At Edukid, we are constantly looking for the most effective way to help as many children as possible, without detracting from the personal, one-to-one support that makes our work so effective. In the last year, we discovered a piece of technology that has the potential to revolutionise the way in which children in some of the poorest areas can learn: the Kio Kit. The Kio Kit is a digital classroom in a box; it gives schools the software, hardware and connectivity they need to access valuable resources and share information and learning with schools around the world.
Why is digital technology so important in poor countries?
Approximately 90% of the population in low-income countries are not online. Internet access may seem very low on the list of priorities when compared to food, water and education, but it is our belief that by providing access to ICT, we will be able to provide some of the poorest children in Uganda with skills and resources that are essential for their country to move away from poverty.

######

Given instruction A
According to the Edukid passage, approximately what share of the population in low-income countries is not online?
Given instruction B
Extract the portion of the Edukid passage from "At Edukid, we" to "around the world.".
Given instruction C
List everything the Edukid passage says the Kio Kit gives schools so that they can access resources and share information and learning.

Supplied information
######

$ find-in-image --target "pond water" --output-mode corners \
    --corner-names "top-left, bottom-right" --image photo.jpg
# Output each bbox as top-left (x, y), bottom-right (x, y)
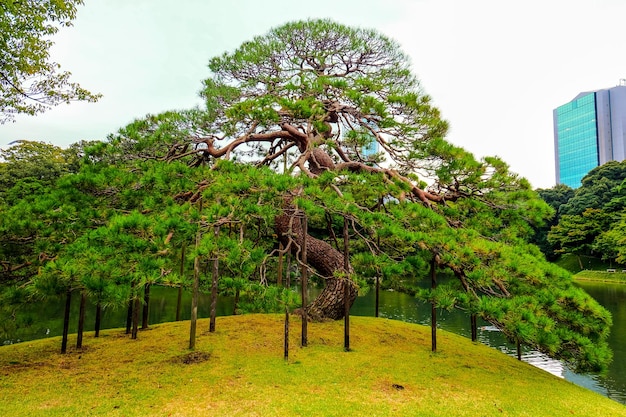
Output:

######

Task solution A
Approximately 90%

Task solution B
At Edukid, we are constantly looking for the most effective way to help as many children as possible, without detracting from the personal, one-to-one support that makes our work so effective. In the last year, we discovered a piece of technology that has the potential to revolutionise the way in which children in some of the poorest areas can learn: the Kio Kit. The Kio Kit is a digital classroom in a box; it gives schools the software, hardware and connectivity they need to access valuable resources and share information and learning with schools around the world.

Task solution C
Software, hardware, connectivity